§ **Extracted information**
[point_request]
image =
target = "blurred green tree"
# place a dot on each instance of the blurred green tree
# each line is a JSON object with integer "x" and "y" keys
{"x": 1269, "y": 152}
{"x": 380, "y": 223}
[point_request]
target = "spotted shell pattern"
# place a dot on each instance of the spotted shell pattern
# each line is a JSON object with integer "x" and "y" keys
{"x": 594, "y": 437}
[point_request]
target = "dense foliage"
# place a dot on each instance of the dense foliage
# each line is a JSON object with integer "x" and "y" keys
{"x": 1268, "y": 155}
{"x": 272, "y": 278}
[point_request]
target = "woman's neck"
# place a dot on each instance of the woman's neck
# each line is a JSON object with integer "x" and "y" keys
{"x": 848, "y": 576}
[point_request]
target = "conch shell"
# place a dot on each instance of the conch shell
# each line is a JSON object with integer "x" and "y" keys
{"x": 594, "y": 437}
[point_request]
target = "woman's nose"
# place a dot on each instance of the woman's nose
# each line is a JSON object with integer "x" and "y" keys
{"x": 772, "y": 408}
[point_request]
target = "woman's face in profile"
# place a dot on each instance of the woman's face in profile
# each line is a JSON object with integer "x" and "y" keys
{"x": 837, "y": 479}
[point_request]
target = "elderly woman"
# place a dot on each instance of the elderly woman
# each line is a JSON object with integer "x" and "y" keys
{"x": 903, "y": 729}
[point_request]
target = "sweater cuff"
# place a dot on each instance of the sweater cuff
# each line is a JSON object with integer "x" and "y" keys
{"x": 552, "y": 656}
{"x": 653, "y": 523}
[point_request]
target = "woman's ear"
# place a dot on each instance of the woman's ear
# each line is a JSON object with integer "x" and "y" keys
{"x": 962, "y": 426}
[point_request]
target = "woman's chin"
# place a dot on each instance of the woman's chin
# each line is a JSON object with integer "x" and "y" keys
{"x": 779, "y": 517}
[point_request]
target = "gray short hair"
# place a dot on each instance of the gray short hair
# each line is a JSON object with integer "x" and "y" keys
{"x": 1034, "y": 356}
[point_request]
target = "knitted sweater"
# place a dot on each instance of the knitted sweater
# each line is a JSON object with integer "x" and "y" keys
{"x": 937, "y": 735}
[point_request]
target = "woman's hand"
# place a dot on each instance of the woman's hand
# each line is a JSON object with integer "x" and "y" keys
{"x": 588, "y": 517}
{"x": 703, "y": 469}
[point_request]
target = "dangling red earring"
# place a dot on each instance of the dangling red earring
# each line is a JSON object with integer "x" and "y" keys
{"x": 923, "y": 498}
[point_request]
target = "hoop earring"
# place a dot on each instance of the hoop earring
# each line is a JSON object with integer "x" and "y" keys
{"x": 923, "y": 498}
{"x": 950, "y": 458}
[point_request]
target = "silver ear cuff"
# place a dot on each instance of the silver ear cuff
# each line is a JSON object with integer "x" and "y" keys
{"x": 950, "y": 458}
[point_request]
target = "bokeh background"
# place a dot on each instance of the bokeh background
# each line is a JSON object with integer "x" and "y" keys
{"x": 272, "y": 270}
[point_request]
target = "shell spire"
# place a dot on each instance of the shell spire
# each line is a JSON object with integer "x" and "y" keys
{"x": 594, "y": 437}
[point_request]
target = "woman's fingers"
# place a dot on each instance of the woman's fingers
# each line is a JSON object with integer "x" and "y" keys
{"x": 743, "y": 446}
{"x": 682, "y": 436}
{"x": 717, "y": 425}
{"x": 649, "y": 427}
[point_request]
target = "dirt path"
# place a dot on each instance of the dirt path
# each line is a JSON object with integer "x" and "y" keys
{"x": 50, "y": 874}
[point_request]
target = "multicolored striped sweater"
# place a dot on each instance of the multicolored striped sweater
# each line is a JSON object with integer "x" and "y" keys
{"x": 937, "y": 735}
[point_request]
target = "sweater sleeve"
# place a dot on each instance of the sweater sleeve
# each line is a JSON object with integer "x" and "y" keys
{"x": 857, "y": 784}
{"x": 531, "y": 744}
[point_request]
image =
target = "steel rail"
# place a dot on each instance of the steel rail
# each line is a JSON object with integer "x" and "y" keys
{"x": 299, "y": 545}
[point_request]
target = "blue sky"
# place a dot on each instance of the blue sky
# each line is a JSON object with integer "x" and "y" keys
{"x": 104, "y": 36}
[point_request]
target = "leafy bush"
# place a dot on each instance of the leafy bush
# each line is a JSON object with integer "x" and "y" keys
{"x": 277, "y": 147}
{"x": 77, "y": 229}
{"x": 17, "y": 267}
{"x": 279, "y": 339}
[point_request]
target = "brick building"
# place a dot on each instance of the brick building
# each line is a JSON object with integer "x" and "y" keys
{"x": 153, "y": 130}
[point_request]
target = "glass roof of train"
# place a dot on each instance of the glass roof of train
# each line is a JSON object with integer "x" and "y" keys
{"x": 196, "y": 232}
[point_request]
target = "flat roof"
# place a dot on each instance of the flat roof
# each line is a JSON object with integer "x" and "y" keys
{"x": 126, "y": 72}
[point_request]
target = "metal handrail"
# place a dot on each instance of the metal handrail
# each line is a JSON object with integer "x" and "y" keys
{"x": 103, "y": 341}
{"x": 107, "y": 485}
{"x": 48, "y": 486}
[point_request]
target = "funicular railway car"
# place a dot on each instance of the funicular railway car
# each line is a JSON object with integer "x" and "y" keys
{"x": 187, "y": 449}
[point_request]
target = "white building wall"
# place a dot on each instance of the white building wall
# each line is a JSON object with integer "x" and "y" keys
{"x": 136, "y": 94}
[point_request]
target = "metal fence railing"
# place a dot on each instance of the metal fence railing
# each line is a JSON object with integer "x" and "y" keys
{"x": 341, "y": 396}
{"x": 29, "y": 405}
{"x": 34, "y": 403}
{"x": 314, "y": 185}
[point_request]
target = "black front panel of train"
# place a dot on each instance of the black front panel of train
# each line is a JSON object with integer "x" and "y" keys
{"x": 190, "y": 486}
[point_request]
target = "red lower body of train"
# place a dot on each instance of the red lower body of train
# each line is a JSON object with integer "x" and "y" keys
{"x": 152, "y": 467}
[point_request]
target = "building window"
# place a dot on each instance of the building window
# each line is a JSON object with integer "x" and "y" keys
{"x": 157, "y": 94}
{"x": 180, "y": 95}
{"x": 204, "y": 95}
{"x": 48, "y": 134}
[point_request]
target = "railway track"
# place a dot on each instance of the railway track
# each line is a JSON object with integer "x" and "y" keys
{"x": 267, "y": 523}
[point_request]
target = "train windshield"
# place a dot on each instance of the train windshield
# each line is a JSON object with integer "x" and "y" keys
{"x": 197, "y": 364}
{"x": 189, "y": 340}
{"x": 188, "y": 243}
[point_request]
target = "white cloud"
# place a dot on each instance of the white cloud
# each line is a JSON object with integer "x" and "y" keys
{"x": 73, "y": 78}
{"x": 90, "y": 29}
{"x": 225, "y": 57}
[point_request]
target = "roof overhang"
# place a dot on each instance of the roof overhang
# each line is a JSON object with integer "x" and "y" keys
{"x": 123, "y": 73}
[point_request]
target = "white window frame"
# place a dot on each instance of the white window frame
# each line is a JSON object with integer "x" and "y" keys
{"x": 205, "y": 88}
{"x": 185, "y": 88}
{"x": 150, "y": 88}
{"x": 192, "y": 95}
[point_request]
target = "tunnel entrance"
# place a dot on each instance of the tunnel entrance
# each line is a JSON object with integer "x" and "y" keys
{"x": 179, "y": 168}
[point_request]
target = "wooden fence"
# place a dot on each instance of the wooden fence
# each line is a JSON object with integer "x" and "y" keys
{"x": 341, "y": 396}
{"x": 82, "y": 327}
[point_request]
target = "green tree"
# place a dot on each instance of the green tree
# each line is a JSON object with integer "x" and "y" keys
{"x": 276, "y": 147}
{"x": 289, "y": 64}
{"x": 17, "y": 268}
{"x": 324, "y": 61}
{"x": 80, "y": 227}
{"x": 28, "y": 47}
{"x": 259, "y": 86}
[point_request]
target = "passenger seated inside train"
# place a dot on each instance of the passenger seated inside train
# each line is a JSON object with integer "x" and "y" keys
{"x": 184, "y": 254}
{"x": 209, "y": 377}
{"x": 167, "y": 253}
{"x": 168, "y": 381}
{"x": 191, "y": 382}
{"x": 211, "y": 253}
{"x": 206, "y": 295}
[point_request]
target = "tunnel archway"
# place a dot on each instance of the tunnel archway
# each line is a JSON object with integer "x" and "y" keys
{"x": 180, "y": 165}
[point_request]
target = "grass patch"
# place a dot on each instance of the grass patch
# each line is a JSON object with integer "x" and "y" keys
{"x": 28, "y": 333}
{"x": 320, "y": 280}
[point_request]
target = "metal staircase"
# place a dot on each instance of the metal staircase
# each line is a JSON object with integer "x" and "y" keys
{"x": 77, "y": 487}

§ **What is being asked**
Select every line of the items above that contains the string "handrail", with case counting.

§ **Answer to this exercise**
target = "metal handrail"
# place a dot on each instance of the metal handrail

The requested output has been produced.